── EXCERPT PROVIDED

The water had caused all the wooden doors to swell up preventing them from shutting properly. Anything left on the floor or touched by the dirty waters had to be discarded. The room reeked of fungus and mold and would feel moist for months later ( I developed the worst kind of fungal cold for months afterwards). No amount of new paint or whitewashing or bathroom cleaning could remove 100% of the smell or mold. Fungus would grow in anything that touched water and was forgotten. I found fungus on clothes that barely touched the water, inside the walls, between the door frame and any notebooks that remained remotely wet. My cycle needed new wheels and chain from all the corrosion. I don’t think my room ever recovered from the water damage. Thankfully, I left the place within 6-7 months of the event. But that was the first time I experienced flooding and the grimy, moldy aftermath of it.

────
── LISTED ENTRIES

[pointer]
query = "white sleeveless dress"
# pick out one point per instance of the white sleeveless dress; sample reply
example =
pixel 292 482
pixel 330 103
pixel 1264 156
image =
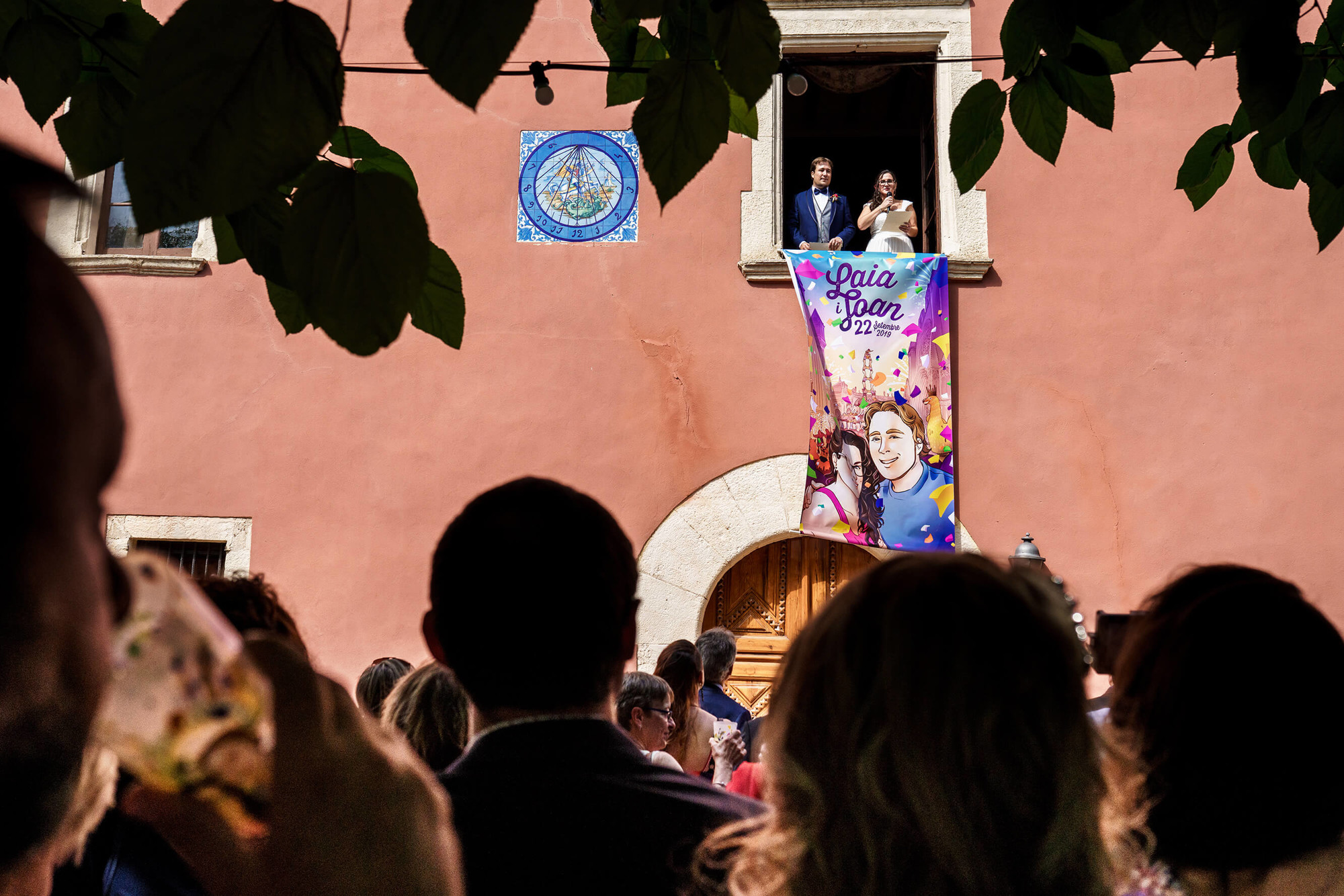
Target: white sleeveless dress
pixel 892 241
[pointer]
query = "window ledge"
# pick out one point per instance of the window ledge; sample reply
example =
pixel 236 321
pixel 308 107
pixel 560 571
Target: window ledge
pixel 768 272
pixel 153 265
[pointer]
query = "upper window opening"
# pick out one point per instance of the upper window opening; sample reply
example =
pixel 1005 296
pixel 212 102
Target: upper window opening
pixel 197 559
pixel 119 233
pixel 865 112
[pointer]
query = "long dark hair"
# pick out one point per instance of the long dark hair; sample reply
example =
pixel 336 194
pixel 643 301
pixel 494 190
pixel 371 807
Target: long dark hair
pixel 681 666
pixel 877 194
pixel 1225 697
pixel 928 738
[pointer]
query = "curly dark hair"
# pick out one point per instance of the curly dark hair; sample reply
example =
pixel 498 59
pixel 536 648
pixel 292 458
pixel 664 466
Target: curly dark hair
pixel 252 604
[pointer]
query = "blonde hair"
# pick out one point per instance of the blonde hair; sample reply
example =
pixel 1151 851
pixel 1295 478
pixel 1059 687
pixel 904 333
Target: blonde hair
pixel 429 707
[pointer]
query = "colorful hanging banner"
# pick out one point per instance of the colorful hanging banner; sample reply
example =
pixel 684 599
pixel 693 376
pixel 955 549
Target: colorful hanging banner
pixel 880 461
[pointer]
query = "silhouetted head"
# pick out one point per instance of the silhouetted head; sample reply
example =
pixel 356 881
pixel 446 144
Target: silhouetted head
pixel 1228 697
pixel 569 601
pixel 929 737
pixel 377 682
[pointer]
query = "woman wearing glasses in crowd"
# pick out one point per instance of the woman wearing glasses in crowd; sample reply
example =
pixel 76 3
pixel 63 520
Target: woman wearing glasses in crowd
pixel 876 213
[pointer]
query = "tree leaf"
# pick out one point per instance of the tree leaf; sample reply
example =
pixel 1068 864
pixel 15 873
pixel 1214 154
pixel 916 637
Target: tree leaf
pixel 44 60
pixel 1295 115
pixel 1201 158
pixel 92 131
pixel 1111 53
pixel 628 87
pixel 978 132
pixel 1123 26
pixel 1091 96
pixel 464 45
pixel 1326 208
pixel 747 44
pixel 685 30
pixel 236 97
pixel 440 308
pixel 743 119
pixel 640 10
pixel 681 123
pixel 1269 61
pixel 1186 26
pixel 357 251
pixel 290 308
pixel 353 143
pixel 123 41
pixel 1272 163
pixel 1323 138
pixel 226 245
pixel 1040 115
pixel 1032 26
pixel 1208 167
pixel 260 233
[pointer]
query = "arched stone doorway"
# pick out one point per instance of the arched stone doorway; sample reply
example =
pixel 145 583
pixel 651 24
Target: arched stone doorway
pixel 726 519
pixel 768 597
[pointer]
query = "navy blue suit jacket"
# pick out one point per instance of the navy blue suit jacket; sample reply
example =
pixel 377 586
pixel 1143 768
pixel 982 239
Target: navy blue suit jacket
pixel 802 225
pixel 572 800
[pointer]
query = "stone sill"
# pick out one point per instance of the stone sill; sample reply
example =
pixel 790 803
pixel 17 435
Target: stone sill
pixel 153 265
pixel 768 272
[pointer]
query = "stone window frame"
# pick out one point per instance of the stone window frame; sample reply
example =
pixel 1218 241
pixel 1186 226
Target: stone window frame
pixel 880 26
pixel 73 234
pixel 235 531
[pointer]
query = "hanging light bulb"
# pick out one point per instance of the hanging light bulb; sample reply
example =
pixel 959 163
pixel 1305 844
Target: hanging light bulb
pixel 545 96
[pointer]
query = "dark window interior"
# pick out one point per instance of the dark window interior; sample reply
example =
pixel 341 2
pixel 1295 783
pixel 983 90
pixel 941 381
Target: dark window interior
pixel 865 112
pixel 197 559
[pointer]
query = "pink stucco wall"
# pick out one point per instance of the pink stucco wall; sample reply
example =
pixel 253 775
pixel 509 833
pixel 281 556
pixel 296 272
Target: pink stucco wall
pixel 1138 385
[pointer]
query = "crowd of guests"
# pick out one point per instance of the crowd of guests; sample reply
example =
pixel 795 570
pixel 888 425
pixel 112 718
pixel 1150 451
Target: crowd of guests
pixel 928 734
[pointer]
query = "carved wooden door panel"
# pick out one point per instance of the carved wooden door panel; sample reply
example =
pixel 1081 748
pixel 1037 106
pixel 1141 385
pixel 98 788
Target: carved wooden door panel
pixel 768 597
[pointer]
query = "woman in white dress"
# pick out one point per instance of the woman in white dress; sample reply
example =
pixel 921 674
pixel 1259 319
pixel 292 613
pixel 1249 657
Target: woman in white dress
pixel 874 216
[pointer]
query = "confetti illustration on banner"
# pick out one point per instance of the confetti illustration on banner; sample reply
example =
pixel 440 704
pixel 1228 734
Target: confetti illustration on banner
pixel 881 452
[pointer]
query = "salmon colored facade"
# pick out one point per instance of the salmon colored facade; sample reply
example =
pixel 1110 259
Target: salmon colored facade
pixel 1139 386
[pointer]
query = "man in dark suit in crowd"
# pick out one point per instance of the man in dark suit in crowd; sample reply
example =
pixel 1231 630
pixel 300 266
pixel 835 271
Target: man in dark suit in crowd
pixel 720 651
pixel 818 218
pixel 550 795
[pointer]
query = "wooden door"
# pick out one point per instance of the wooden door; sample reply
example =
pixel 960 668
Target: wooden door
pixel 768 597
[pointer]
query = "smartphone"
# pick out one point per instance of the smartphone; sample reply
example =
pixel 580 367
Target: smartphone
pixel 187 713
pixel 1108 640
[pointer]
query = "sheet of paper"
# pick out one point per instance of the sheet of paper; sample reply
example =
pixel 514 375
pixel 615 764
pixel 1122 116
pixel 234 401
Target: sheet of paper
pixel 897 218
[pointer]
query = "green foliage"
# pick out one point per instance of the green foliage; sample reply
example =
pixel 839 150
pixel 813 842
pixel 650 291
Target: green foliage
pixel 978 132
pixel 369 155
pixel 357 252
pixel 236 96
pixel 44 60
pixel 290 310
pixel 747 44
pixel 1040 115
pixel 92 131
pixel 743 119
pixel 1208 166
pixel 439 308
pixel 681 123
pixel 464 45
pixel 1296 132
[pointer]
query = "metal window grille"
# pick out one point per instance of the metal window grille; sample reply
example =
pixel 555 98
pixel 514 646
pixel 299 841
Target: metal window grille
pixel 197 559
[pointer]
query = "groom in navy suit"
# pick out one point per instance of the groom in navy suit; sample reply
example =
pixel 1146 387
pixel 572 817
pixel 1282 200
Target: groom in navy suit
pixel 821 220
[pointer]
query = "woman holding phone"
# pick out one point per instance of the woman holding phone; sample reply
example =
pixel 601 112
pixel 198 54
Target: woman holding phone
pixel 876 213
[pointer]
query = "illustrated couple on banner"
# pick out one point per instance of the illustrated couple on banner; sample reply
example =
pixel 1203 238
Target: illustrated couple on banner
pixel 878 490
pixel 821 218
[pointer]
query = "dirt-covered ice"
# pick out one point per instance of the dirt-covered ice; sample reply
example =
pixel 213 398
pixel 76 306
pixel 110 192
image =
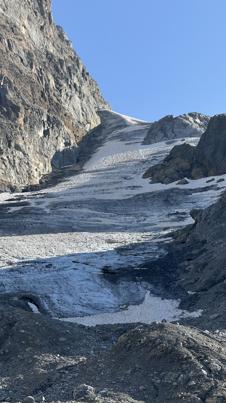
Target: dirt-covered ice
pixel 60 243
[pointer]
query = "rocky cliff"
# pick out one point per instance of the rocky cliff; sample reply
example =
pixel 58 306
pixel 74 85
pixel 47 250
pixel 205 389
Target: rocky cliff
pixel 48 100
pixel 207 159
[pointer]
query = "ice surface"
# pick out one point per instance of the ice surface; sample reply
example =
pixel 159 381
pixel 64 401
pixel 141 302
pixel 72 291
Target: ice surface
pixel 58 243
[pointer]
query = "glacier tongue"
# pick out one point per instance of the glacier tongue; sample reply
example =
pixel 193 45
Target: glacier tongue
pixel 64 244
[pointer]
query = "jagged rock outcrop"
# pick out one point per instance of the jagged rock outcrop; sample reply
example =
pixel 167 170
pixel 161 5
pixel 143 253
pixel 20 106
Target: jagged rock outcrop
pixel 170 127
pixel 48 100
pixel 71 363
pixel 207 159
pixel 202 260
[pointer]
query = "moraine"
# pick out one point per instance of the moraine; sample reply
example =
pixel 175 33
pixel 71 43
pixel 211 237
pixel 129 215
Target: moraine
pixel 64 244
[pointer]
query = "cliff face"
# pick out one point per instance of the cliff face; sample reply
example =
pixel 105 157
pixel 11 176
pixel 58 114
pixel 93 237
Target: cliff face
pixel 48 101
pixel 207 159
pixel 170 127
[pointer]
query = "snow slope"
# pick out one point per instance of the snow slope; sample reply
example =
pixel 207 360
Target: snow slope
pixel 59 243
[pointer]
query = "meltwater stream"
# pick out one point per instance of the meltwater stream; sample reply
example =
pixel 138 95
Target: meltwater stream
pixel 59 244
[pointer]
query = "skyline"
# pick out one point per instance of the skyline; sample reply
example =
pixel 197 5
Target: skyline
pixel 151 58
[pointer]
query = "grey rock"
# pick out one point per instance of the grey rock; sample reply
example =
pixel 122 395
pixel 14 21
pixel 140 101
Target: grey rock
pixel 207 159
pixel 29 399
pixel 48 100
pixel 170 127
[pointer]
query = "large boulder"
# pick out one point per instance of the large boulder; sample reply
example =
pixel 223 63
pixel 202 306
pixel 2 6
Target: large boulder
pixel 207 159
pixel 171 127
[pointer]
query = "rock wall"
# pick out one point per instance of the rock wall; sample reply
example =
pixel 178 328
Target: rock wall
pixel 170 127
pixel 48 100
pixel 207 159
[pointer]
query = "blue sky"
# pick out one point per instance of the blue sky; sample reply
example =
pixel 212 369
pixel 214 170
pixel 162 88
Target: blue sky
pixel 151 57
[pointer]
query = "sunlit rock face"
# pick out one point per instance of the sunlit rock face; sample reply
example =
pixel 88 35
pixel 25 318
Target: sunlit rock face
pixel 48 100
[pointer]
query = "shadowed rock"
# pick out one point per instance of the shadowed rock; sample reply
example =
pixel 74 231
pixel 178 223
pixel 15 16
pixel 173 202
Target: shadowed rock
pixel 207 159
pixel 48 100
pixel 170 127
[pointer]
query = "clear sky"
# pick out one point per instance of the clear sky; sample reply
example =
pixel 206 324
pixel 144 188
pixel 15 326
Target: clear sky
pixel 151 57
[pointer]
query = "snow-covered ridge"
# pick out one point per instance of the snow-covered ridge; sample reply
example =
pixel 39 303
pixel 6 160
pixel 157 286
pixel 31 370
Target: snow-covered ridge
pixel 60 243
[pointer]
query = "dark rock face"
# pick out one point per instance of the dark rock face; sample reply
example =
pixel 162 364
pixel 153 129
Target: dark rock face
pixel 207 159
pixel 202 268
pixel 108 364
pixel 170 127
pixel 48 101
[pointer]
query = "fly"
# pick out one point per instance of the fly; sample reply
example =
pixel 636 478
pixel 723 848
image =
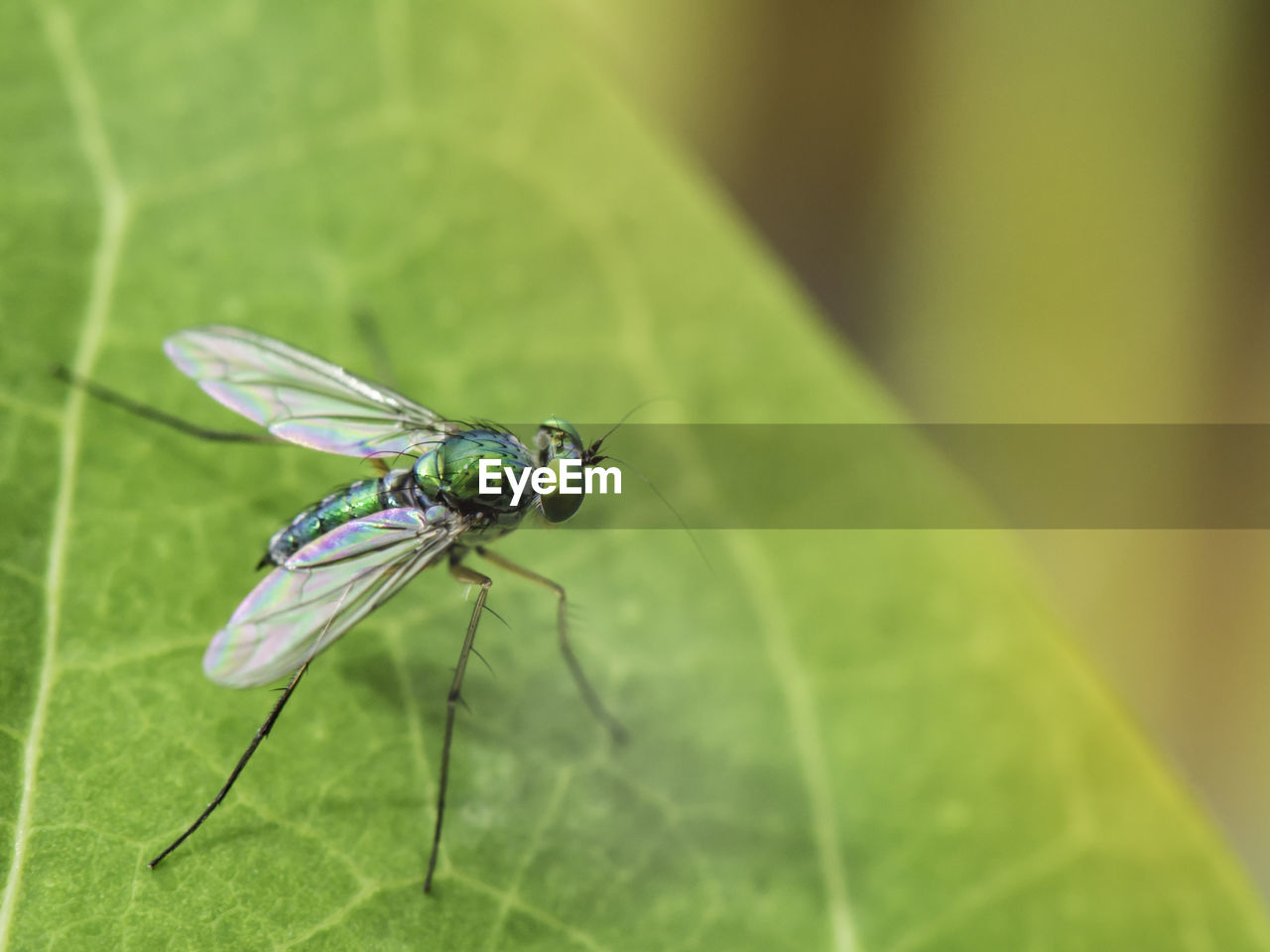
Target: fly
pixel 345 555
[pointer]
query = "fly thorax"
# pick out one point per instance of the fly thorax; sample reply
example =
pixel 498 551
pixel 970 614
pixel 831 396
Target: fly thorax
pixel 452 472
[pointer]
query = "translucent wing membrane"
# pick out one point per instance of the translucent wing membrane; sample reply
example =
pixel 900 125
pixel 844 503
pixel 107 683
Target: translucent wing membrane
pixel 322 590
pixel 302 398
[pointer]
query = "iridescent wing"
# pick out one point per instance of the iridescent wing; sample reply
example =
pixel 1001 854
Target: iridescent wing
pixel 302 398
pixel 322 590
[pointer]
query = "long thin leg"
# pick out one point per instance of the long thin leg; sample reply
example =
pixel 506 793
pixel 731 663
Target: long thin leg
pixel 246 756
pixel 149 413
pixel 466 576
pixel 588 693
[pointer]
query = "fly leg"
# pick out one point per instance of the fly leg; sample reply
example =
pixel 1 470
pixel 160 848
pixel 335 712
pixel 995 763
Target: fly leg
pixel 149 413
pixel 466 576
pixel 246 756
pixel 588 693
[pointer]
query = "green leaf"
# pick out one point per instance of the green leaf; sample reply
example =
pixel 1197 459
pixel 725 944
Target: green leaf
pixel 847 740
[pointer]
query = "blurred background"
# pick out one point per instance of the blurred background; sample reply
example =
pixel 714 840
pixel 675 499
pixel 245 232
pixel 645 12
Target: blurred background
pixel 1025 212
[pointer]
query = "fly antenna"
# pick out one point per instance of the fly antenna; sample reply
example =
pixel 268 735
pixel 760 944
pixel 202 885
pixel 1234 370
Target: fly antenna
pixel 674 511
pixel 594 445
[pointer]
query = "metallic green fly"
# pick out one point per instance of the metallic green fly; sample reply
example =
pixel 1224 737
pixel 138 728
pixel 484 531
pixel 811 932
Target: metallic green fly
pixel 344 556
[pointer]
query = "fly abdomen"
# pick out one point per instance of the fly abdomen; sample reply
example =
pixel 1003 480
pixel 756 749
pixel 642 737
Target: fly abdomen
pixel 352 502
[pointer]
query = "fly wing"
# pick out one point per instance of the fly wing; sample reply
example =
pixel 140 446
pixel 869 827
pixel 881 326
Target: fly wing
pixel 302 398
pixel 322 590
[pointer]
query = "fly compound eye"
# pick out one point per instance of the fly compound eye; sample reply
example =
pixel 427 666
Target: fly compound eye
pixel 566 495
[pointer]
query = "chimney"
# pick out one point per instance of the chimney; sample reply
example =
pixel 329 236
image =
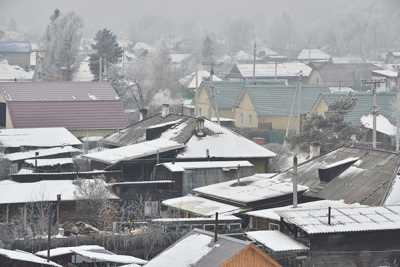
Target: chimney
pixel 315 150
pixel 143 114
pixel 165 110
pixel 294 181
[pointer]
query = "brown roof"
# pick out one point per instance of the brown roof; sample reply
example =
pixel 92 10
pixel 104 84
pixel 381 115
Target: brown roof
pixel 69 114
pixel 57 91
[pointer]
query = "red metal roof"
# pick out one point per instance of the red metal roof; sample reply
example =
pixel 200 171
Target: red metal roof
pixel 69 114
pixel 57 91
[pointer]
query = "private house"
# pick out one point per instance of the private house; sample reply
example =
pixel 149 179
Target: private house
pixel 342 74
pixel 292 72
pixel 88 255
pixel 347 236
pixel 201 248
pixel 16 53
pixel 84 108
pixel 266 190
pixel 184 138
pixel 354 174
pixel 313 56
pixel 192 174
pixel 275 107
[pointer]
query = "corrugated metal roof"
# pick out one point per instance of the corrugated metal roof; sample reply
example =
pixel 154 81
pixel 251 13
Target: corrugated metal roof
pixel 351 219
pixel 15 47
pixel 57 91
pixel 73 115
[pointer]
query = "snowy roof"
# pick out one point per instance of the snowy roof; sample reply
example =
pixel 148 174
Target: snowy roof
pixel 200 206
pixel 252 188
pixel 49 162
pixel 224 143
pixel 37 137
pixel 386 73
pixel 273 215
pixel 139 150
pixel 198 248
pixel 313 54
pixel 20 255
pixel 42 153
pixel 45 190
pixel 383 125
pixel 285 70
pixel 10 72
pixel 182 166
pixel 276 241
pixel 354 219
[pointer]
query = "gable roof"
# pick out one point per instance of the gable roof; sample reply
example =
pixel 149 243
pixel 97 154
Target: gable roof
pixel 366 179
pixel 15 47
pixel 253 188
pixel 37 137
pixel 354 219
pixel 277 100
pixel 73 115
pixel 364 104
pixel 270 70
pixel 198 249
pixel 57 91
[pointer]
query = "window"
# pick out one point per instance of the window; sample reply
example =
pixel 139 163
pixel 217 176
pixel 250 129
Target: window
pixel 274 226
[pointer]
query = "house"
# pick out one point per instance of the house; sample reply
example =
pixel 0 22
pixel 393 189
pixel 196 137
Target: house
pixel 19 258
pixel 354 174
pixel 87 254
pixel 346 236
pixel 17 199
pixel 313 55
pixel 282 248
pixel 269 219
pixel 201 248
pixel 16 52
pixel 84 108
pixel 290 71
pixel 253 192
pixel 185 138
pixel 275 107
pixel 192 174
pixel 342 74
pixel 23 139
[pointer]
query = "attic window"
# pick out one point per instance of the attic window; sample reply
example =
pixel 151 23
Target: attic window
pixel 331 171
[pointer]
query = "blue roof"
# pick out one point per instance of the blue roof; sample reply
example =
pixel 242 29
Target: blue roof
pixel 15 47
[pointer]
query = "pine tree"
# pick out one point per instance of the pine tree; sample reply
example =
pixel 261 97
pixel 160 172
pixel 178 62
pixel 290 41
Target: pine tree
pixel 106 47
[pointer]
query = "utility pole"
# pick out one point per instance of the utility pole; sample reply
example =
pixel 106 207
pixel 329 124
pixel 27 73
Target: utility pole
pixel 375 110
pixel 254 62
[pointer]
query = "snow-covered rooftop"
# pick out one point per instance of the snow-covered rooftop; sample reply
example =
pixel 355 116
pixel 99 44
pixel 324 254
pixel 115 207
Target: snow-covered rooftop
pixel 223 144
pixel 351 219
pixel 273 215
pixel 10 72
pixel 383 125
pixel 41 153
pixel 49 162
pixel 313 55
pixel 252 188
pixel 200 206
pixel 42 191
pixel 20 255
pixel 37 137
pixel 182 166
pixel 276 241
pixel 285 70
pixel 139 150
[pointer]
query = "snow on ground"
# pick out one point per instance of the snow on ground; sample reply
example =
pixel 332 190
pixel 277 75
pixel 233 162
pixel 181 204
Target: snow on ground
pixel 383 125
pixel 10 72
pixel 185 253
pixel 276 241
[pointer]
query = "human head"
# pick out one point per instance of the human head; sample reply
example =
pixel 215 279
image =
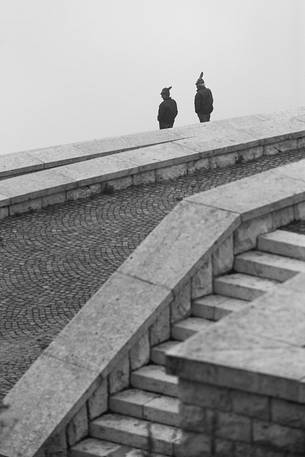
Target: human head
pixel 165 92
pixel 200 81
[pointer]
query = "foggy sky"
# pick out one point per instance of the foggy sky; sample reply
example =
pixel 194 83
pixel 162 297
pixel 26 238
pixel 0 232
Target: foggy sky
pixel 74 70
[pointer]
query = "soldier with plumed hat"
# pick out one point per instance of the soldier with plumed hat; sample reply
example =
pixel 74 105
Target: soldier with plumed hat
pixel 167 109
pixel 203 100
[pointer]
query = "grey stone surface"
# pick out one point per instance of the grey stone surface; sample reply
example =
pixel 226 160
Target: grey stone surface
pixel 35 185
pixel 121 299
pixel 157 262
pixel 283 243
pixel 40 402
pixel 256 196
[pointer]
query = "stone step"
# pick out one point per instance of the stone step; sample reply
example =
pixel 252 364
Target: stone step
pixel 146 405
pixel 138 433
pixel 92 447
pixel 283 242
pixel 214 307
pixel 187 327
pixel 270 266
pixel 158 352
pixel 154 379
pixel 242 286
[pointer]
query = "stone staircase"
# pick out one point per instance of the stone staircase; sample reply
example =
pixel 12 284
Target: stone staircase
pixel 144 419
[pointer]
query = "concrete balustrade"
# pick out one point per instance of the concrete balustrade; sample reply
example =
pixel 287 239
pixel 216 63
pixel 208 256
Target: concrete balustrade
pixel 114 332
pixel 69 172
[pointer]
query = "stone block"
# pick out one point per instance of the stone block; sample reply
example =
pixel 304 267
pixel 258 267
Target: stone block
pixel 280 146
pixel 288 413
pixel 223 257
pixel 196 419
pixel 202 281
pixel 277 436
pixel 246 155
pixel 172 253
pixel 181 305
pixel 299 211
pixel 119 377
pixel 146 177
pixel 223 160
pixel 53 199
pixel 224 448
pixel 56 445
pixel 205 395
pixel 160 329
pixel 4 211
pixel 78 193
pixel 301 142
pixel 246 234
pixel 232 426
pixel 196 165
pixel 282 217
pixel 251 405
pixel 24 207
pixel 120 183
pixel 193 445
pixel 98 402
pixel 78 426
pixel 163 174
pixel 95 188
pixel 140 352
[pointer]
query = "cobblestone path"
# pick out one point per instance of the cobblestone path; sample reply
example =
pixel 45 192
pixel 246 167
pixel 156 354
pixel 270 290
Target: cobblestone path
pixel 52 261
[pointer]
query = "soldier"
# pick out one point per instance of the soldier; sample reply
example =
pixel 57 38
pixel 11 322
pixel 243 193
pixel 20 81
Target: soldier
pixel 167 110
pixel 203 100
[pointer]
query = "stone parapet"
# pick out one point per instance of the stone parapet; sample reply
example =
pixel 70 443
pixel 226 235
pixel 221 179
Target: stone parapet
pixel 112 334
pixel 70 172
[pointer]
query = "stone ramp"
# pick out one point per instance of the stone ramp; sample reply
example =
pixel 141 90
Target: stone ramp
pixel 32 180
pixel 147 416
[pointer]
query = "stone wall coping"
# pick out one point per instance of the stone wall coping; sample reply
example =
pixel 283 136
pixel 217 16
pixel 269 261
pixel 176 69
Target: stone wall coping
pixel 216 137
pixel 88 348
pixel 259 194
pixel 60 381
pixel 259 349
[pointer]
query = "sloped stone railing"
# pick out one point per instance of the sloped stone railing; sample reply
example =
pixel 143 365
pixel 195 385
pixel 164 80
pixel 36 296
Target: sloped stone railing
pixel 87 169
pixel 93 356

────

Can you carry on the account of the flooded room from its last sentence? These rows have no connection to the account of the flooded room.

RESPONSE TO THE EXERCISE
My second run-in with water damage was no weather phenomenon but a man-made one. Never the one to have any luck when it came to room-mates, I suffered the biggest setback of my graduate life when my then room-mate started a kitchen fire. I used to occupy the hall (bigger, more spacious with balcony access) with direct access to the open kitchen. The fire triggered the sprinkler system which poured water over everything I had, my books, bed, laptop, plants until there was 3-4 inches of water in my hall. I lost everything ( thankfully, my most important notes and research findings were electronically backed up) and had to navigate through the renters insurance system to recover costs. I can clearly recall my room-mate’s voice asking me to come home since there had been a “minor” incident. That was my second restart in the three short years I had spent in the USA. The first had been caused by bed-bugs. That story is for another time.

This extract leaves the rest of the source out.